═════ DATASET RECORDS

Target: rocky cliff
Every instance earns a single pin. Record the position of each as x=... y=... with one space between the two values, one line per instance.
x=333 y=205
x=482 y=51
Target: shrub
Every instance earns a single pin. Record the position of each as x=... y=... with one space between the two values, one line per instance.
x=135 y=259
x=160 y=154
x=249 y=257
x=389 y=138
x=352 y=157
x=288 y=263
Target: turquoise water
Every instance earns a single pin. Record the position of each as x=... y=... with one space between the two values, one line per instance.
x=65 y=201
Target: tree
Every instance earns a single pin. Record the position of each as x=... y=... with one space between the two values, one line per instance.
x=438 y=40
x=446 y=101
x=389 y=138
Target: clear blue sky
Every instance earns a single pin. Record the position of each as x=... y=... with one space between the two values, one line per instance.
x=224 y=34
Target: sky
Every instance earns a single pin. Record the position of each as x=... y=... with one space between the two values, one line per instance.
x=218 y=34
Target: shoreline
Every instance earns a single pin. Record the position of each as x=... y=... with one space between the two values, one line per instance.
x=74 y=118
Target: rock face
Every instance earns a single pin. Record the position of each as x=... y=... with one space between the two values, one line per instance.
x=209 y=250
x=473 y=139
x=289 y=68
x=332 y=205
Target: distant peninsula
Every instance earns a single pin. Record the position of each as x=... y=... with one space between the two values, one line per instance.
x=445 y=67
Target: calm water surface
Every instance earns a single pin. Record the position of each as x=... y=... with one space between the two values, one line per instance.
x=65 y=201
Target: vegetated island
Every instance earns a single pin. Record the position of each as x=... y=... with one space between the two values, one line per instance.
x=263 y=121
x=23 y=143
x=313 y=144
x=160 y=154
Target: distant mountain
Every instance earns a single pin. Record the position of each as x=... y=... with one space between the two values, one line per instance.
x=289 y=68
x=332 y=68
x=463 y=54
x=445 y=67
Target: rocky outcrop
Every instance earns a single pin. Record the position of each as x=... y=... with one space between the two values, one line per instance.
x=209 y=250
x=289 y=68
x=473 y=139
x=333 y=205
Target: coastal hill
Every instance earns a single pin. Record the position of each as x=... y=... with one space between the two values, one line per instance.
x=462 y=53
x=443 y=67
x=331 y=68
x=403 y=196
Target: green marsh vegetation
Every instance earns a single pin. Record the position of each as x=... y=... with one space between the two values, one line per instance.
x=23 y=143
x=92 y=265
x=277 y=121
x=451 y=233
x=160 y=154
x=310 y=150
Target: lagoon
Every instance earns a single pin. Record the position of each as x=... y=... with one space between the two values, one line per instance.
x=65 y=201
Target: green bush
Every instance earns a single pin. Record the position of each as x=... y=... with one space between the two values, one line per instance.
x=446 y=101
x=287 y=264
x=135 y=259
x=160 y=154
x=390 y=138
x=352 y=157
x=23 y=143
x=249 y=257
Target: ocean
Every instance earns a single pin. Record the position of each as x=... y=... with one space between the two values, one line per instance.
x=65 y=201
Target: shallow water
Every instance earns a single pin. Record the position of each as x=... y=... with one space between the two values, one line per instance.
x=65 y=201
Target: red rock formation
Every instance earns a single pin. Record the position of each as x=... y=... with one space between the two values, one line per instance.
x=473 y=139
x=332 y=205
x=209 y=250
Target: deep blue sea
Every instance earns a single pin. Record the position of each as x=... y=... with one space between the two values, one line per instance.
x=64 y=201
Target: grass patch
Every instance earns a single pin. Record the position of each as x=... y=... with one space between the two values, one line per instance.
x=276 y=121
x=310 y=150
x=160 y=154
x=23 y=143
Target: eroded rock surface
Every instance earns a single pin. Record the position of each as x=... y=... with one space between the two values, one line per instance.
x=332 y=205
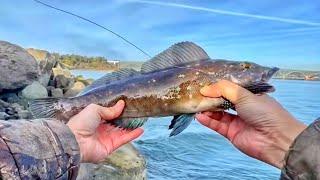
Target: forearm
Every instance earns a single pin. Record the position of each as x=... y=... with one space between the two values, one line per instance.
x=44 y=149
x=303 y=158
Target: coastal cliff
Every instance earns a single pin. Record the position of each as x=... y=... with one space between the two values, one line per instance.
x=31 y=74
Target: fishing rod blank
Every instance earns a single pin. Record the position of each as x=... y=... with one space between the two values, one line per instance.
x=92 y=22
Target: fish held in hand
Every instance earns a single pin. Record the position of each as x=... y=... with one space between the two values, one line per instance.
x=167 y=85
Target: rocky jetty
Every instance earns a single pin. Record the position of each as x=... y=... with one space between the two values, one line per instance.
x=32 y=74
x=126 y=164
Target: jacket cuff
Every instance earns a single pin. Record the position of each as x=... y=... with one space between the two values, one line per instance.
x=44 y=149
x=303 y=158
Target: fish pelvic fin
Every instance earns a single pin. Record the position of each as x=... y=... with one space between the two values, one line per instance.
x=180 y=123
x=44 y=108
x=129 y=123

══════════

WHAT THE EXERCISE ASKS: Please write out again the part that opens with the line containing "Target: fish held in hand" and runs through the last line, requests included, and shift every x and y coordinate in the answers by -52.

RESPONSE BELOW:
Target: fish held in hand
Every instance earns a single pin. Record the position of each as x=... y=... with one space between the two values, one line per instance.
x=115 y=33
Target: rocky jetty
Every instance earns a single pin. Record the position of each as x=... y=... with one space between the two values, one line per instance.
x=-20 y=22
x=74 y=112
Target: jacket cuff
Every instance earns a single pin. Record the position of each as x=... y=... with one space between the two values, one line per instance.
x=-8 y=97
x=251 y=106
Target: fish pelvic fin
Every instance earns a single pin. Record the position of each as x=... y=... with one space between the two values, one line per instance.
x=128 y=71
x=-8 y=56
x=77 y=71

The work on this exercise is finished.